Tasks:
- 1) For the issue thread about the CAMP repository, say whether each statement agrees with it: (a) Alyssa-vv closed the issue; (b) the repository has 30 stars; (c) twopin reported uploading the two scripts. Answer yes or no for each and quote the deciding words.
- 2) Supply the next part of the issue thread about the CAMP repository, beginning after its last comment.

Source text:
Problems in the STEP 2: Generate labels of peptide binding residues

twopin / CAMP

predicting peptide-protein interactions

117 stars 30 forks source link

Problems in the STEP 2: Generate labels of peptide binding residues #8

Closed Alyssa-vv closed 1 year ago

Alyssa-vv commented 2 years ago

Anyone can help with the step2?

How to generate the file: './pdb/peptide-mapping.txt'? I can not find the "query_mapping.py" and "target_mapping.py ".

"#python query_mapping.py #to get peptide sequence vectors (the output is "peptide-mapping.txt ")" "#python target_mapping.py #to get target sequence vector"

Thank you!

twopin commented 2 years ago

Hi, Thank you for your interests in our work. I uploaded these two scripts now.

liuzhelz commented 2 years ago

Anyone can help with the step2?

Data provided:

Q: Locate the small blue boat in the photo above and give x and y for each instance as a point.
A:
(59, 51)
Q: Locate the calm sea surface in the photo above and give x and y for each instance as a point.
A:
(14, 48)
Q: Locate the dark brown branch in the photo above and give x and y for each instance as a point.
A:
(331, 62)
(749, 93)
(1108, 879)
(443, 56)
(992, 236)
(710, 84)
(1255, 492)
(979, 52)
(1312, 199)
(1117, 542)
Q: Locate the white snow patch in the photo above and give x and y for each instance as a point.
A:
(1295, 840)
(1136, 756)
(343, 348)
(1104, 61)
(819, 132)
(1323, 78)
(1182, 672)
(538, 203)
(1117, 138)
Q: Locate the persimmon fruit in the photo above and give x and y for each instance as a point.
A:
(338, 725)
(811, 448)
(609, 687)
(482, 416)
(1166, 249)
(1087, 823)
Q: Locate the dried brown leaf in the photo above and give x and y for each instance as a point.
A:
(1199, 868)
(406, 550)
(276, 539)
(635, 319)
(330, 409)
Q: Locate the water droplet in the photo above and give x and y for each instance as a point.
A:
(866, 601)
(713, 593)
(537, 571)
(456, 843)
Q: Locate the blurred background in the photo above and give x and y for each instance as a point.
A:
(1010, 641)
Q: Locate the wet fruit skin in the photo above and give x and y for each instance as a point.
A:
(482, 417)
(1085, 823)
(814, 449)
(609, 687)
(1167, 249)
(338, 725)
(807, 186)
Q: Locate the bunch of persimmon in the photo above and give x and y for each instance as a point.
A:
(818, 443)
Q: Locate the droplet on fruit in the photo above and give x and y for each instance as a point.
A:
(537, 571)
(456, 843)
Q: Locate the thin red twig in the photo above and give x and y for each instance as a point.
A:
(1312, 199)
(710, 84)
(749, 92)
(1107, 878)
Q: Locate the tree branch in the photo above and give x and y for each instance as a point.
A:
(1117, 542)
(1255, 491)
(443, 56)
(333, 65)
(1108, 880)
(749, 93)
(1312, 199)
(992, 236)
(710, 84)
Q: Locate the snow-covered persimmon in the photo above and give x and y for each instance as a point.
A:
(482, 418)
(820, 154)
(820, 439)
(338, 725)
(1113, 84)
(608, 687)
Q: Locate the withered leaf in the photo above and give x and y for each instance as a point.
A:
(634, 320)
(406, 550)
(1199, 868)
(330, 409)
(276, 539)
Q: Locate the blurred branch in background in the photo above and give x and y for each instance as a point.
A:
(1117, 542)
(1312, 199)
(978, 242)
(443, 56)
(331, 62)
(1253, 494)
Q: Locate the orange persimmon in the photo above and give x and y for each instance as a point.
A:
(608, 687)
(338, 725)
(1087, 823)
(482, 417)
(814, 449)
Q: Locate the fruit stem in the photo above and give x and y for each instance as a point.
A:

Answers by item:
- 1)
(a) Yes: "Closed Alyssa-vv closed 1 year ago"
(b) No: "117 stars 30 forks"
(c) Yes: "I uploaded these two scripts now."

- 2)
How to generate the file: './pdb/peptide-mapping.txt'? I can not find the "query_mapping.py" and "target_mapping.py ".

"#python query_mapping.py #to get peptide sequence vectors (the output is "peptide-mapping.txt ")" "#python target_mapping.py #to get target sequence vector"

Thank you!

Hi, @twopin @Alyssa-vv , i have some trouble in dada_prepare/step_2, i can not find crawl_results.csv in the module data_prepare/query-mapping.py, could you give me some help?

Thank you!

twopin commented 2 years ago

Sorry I did not save the intermediate file but you can use your own data. The important part of the script begins from line 49. You can adjust the script according to your own data format.

liuzhelz commented 2 years ago

Sorry I did not save the intermediate file but you can use your own data. The important part of the script begins from line 49. You can adjust the script according to your own data format.

csvfile=open('crawl_results.csv','r')
reader=csv.reader(csvfile)
residue_dict={}
seq_dict={}

for item in reader:
    if reader.line_num==1:  
        continue
    qid=item[0]
    querys.append(qid)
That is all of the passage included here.